* Written tasks *
1: Do these statements agree with the article on siblings of disabled children? Answer yes or no for each, and quote the words from the article that decide it. (a) Donald Meyer founded the Sibling Support Project. (b) Mr. Meyer says embarrassment usually lasts well into adulthood. (c) The recommendations Mr. Meyer compiled came from parents.
2: According to the article on siblings of disabled children, why should parents celebrate a typical child's passion, such as soccer or the clarinet?

— start of Excerpt to read —

- The Washington Times - Saturday, November 20, 2004

The needs of a disabled child oftentimes can overtake a family’s time, organization and attention. Such needs don’t have to, though, says Donald Meyer, founder of the Sibling Support Project of the Arc of the United States.

Mr. Meyer recently compiled recommendations from dozens of siblings in his nationwide network. Here are some of the top items that siblings wanted parents and teachers to know:

• Acknowledge siblings’ concerns.

For instance, if the typical sibling says she is embarrassed by something her brother did, acknowledge the brother’s behavior, even admit that it embarrasses you, too. Then look at the source of the embarrassment. Can the behavior be changed? Can the typical sibling compromise?

Either way, it is important to model a sense of humor, Mr. Meyer says.

“The silver lining is that embarrassment seems to resolve itself by the late teens,” he says.

• Give typical children many degrees of freedom.

“Siblings were put into this world to be more than the role model for their brother and sister,” Mr. Meyer says. “If their passion is soccer or the clarinet, parents need to celebrate that.”

— end of Excerpt to read —
— start of Extracted data —

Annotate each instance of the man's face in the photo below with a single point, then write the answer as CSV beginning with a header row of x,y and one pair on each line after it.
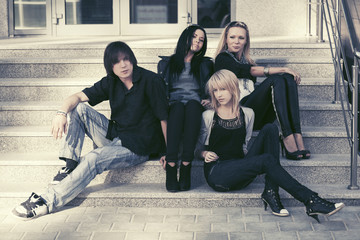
x,y
124,68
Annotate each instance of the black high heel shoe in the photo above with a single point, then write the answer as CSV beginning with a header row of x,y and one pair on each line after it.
x,y
305,154
185,177
317,205
172,184
272,198
289,155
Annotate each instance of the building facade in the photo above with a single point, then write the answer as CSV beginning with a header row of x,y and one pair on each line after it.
x,y
149,17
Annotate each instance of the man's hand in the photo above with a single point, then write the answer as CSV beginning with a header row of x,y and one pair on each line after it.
x,y
59,126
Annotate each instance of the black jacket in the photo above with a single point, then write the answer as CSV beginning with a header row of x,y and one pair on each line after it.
x,y
206,71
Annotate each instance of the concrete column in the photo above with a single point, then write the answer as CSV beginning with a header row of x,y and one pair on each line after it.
x,y
273,17
4,18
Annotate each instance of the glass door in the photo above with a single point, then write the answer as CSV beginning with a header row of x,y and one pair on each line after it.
x,y
154,17
87,17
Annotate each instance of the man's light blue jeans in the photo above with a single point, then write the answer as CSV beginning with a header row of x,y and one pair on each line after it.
x,y
109,155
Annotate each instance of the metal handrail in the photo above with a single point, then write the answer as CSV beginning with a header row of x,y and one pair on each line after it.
x,y
331,13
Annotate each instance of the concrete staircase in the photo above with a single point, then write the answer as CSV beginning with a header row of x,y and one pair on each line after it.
x,y
37,74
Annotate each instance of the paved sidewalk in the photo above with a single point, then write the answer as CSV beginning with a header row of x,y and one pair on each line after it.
x,y
120,223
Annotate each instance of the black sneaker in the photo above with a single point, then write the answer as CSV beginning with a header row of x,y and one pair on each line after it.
x,y
35,206
63,173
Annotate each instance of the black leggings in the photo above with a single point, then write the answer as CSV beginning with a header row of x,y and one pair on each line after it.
x,y
263,157
279,90
183,123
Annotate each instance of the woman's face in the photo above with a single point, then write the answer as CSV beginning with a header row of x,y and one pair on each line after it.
x,y
222,96
197,41
236,39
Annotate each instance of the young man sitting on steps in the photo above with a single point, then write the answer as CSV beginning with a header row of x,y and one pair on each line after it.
x,y
136,129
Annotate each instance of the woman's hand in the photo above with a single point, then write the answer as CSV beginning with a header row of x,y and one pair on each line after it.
x,y
209,156
59,126
163,161
296,75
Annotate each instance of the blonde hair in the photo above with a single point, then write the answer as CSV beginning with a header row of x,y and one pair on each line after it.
x,y
222,43
227,80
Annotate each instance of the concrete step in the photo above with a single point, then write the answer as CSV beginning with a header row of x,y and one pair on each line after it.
x,y
329,140
155,195
154,47
318,67
57,89
29,113
41,167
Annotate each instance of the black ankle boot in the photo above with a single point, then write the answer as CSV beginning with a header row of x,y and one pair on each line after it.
x,y
317,205
185,177
271,197
172,184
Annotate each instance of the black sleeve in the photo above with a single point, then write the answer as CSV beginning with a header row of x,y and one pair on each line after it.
x,y
98,92
225,61
156,93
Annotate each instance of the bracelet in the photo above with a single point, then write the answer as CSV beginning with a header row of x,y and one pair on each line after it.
x,y
266,71
59,112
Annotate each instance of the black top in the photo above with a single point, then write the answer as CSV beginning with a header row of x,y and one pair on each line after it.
x,y
227,137
227,60
135,113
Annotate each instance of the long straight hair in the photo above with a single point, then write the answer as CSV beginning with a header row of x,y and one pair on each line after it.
x,y
225,79
222,46
183,47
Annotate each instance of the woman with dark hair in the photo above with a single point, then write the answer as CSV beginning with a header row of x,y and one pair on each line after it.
x,y
275,97
185,73
230,165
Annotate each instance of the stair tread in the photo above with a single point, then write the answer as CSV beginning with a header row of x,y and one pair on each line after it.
x,y
51,159
54,105
157,190
308,131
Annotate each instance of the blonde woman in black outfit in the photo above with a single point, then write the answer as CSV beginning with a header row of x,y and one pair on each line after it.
x,y
229,165
275,97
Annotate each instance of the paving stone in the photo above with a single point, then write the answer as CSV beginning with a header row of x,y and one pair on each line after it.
x,y
74,236
348,235
229,211
263,227
94,227
246,236
128,227
329,226
195,227
161,227
177,236
295,226
11,236
281,236
211,218
86,217
142,236
29,226
211,236
228,227
245,218
315,235
64,227
180,218
148,218
40,236
164,211
108,236
115,217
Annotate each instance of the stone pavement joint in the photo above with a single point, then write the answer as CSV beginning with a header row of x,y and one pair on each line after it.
x,y
122,223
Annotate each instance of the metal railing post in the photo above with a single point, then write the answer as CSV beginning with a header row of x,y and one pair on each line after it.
x,y
319,18
354,149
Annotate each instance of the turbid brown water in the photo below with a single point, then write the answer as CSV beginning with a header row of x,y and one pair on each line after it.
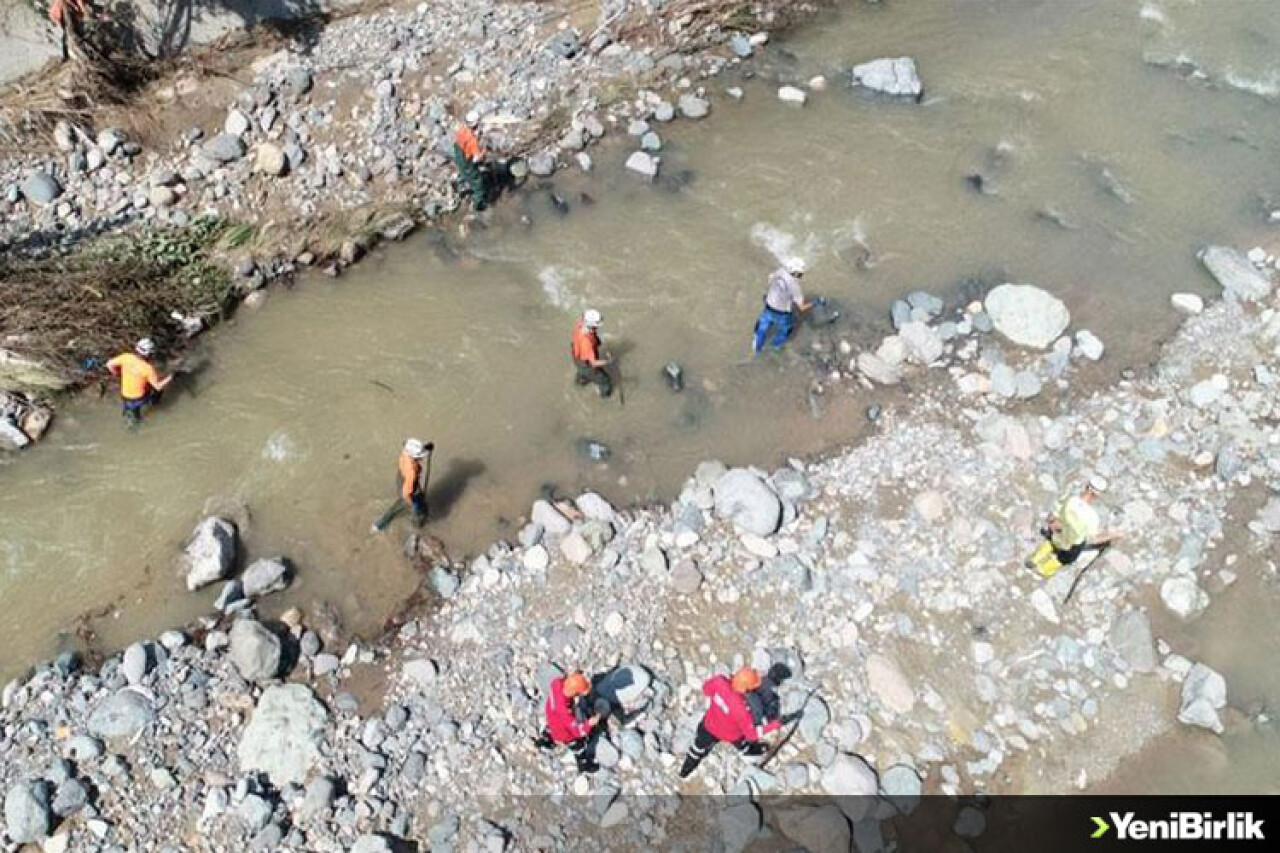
x,y
1101,170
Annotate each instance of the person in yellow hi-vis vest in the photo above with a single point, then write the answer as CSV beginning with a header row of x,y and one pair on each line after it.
x,y
1072,529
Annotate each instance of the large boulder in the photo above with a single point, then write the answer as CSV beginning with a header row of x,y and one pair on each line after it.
x,y
265,576
26,812
210,552
255,651
41,188
748,501
821,829
284,734
1235,273
1027,315
122,715
890,77
1203,696
1130,638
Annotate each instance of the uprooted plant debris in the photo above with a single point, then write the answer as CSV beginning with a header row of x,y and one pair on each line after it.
x,y
76,310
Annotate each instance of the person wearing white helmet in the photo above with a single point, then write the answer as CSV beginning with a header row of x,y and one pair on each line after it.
x,y
782,302
589,357
411,483
469,156
140,381
1072,529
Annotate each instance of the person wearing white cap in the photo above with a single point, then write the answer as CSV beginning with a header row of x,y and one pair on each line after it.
x,y
782,302
140,382
589,357
411,483
1070,529
469,156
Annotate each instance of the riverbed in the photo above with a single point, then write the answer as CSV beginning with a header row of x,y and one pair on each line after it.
x,y
1031,158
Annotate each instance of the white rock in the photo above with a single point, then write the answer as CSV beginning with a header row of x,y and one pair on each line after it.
x,y
1027,315
888,684
1202,697
890,76
792,95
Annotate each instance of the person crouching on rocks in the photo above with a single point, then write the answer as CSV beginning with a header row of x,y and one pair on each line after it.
x,y
1072,529
740,711
572,720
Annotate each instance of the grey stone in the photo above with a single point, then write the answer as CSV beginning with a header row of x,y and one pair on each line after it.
x,y
896,77
1130,638
814,828
284,735
1235,273
122,715
265,576
745,500
224,147
209,552
26,812
72,798
1202,697
41,188
693,106
1027,315
255,651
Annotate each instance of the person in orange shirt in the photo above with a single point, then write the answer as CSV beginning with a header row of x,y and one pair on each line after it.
x,y
588,355
140,382
412,484
469,155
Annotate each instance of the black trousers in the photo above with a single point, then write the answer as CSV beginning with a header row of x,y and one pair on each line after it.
x,y
599,375
703,744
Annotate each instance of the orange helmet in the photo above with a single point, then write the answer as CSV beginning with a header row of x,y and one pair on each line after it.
x,y
576,684
746,680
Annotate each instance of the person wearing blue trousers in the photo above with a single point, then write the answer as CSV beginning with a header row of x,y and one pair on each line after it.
x,y
782,302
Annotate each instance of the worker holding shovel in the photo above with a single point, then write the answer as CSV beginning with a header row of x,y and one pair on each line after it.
x,y
412,484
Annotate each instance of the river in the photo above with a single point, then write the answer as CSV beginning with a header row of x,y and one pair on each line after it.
x,y
1104,164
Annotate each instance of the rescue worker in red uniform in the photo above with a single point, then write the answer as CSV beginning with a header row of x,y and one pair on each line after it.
x,y
741,711
572,720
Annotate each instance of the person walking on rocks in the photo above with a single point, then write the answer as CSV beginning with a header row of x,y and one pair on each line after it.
x,y
574,720
469,156
740,711
782,302
589,357
1072,529
140,382
412,484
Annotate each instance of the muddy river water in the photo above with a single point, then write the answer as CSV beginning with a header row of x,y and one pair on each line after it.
x,y
1110,140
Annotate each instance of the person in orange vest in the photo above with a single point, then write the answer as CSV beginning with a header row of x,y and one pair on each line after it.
x,y
589,357
469,155
574,720
140,382
411,484
740,711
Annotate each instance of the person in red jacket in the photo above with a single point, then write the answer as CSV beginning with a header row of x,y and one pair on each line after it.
x,y
739,714
567,721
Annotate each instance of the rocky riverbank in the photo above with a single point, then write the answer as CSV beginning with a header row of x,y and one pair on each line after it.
x,y
887,576
312,153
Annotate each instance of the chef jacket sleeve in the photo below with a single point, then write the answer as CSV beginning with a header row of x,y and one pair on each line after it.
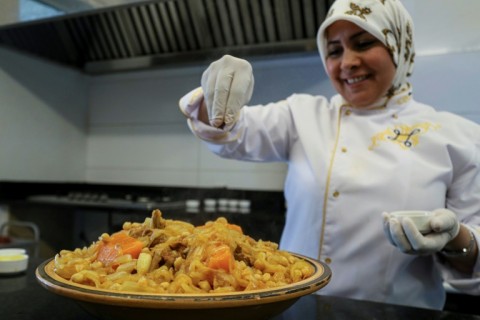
x,y
464,199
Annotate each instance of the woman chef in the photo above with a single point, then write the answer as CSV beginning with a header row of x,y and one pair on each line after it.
x,y
369,150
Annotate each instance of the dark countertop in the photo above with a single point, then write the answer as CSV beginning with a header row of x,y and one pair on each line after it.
x,y
22,298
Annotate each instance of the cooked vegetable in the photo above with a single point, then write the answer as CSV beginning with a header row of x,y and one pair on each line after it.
x,y
117,245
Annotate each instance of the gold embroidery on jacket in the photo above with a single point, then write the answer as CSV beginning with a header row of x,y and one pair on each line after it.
x,y
403,135
356,10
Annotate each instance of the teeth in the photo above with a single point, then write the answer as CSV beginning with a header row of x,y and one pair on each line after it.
x,y
355,80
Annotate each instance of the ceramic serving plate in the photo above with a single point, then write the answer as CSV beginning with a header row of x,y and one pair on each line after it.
x,y
252,305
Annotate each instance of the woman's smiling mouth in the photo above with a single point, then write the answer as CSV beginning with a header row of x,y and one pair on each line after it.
x,y
355,80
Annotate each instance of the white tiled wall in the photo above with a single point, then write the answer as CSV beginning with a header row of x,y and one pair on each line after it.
x,y
137,134
43,120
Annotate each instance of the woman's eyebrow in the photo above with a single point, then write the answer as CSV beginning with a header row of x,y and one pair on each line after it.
x,y
352,37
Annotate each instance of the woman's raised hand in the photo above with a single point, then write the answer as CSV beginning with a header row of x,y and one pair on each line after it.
x,y
227,86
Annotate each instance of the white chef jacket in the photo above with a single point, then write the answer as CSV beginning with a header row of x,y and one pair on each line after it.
x,y
345,167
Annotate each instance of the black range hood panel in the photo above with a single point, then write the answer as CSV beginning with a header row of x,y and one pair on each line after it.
x,y
155,33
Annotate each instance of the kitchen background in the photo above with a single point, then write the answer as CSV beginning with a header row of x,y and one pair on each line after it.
x,y
122,132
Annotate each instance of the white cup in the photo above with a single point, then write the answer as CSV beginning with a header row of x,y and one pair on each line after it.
x,y
420,218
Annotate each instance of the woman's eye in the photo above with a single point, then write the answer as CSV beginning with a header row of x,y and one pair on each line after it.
x,y
366,44
332,52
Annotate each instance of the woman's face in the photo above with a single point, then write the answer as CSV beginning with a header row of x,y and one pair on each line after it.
x,y
358,64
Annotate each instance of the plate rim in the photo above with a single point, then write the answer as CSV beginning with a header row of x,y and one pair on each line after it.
x,y
54,283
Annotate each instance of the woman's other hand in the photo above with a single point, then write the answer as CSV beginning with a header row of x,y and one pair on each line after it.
x,y
404,234
227,86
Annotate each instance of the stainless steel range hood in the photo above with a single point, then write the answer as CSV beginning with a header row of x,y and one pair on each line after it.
x,y
144,34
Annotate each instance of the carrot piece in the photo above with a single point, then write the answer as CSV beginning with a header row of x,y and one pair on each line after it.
x,y
120,243
235,227
220,257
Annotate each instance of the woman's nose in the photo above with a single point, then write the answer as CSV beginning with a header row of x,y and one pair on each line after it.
x,y
350,59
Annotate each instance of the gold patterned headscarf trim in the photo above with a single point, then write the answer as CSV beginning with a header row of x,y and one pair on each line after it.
x,y
387,20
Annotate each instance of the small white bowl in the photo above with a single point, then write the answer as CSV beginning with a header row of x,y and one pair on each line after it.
x,y
420,218
12,251
13,261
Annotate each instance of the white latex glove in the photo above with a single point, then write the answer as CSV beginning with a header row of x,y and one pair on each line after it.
x,y
227,86
405,235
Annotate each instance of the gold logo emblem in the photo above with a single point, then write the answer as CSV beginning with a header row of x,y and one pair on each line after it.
x,y
404,136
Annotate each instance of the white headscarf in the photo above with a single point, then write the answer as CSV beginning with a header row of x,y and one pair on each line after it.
x,y
387,20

— end of Extracted data —

* Answers by task *
1:
(a) Yes: "founder of the Sibling Support Project of the Arc of the United States."
(b) No: "embarrassment seems to resolve itself by the late teens."
(c) No: "compiled recommendations from dozens of siblings in his nationwide network."

2: Mr. Meyer says that siblings "were put into this world to be more than the role model for their brother and sister." Parents should therefore give typical children many degrees of freedom and celebrate their own interests.